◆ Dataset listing

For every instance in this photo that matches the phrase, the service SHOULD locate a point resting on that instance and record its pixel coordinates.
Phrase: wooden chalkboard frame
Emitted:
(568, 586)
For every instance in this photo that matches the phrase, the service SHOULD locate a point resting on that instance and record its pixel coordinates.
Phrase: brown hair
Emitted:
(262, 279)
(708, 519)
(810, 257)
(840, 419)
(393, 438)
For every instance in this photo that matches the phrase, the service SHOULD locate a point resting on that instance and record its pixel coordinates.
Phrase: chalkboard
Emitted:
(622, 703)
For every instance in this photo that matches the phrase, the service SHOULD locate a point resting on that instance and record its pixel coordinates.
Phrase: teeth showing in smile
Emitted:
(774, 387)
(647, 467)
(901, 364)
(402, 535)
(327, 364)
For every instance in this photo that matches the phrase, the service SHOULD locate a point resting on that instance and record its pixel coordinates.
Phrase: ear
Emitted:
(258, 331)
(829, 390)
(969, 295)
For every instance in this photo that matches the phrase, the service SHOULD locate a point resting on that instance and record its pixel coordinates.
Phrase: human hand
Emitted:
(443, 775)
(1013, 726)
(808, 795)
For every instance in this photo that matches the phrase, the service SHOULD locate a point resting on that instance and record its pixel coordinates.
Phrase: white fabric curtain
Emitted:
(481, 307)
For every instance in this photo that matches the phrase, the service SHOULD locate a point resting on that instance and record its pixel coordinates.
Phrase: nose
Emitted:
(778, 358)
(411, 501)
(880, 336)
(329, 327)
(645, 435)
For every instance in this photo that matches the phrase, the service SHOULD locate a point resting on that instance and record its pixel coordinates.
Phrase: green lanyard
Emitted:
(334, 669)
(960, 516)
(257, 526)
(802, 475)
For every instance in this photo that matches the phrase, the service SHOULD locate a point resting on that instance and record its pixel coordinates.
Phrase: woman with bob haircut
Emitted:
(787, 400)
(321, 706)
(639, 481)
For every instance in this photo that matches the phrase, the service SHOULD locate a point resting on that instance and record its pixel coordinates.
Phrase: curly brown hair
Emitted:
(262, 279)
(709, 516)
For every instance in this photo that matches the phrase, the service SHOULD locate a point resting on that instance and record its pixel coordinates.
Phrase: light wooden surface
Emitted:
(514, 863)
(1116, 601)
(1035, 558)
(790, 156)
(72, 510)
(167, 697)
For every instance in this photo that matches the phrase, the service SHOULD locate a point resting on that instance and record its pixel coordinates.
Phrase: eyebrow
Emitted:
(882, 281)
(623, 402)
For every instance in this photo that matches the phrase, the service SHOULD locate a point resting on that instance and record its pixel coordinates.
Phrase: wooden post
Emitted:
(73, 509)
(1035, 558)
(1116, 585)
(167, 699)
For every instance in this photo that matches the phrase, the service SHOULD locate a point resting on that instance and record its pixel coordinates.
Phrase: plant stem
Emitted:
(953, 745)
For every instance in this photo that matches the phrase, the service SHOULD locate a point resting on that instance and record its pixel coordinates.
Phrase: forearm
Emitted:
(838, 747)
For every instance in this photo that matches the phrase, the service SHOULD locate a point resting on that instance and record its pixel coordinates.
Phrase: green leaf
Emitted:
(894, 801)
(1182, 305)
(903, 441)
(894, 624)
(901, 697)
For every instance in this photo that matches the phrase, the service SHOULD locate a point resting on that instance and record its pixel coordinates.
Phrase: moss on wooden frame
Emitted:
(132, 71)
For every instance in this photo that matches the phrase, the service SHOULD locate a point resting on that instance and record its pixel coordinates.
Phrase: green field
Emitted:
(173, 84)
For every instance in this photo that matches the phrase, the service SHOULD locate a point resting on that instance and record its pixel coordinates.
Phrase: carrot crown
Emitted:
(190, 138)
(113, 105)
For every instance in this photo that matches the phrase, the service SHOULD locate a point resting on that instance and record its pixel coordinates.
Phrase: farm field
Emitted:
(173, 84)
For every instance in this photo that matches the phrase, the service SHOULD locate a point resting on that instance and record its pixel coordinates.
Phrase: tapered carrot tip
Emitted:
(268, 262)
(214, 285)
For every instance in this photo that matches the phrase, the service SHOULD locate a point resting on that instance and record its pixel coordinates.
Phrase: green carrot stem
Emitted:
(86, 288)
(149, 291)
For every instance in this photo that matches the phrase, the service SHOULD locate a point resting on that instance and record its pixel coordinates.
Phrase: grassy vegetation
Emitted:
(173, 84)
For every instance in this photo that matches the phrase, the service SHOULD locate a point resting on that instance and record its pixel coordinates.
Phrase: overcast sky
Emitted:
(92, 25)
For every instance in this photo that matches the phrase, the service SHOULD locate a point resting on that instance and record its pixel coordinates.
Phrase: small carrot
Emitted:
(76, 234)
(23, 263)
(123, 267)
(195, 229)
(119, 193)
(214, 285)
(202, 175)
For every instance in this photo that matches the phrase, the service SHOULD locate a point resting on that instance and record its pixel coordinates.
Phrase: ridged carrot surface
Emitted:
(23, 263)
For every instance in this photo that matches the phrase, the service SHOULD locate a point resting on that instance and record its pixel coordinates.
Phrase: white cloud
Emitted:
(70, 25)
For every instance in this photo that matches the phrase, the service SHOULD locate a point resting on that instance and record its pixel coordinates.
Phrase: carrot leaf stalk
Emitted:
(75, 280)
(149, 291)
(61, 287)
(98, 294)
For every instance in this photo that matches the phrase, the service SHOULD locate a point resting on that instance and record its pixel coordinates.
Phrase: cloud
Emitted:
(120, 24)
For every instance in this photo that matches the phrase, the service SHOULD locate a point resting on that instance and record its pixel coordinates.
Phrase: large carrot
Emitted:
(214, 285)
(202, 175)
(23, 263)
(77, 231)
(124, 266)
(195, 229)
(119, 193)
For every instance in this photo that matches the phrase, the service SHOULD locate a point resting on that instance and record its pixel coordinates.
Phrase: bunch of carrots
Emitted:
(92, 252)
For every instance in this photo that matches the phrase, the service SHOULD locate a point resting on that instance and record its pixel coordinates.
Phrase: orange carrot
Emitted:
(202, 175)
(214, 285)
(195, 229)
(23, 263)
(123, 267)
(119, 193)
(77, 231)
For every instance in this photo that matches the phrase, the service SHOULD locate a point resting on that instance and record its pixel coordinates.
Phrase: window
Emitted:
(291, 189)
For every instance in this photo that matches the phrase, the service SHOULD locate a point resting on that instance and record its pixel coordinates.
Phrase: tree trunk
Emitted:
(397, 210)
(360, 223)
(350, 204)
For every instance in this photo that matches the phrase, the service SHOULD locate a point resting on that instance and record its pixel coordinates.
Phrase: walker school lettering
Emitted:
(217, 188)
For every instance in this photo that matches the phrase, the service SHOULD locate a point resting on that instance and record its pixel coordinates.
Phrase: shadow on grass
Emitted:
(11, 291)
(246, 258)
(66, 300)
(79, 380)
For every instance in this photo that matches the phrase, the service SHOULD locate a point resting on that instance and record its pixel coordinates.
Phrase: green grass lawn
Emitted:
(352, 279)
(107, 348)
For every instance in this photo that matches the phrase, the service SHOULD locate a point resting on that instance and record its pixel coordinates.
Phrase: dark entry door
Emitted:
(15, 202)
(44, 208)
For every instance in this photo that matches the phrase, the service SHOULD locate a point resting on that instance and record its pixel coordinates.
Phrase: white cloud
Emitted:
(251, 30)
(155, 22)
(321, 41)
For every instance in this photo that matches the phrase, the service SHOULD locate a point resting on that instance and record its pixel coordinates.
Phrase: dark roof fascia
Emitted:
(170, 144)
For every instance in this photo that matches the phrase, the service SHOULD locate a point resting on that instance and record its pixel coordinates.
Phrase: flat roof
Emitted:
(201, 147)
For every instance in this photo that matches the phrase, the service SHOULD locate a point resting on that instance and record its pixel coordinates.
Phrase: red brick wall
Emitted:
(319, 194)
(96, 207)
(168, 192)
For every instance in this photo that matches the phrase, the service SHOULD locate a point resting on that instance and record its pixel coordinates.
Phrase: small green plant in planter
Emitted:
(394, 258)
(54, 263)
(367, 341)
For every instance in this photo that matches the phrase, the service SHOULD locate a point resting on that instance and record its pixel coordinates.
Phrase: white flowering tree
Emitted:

◆ EXERCISE REQUIREMENTS
How many lines in the listing above contain the string "chalkboard"? Matching is case-sensitive; reply with the number only.

◆ CORRECT RESULT
2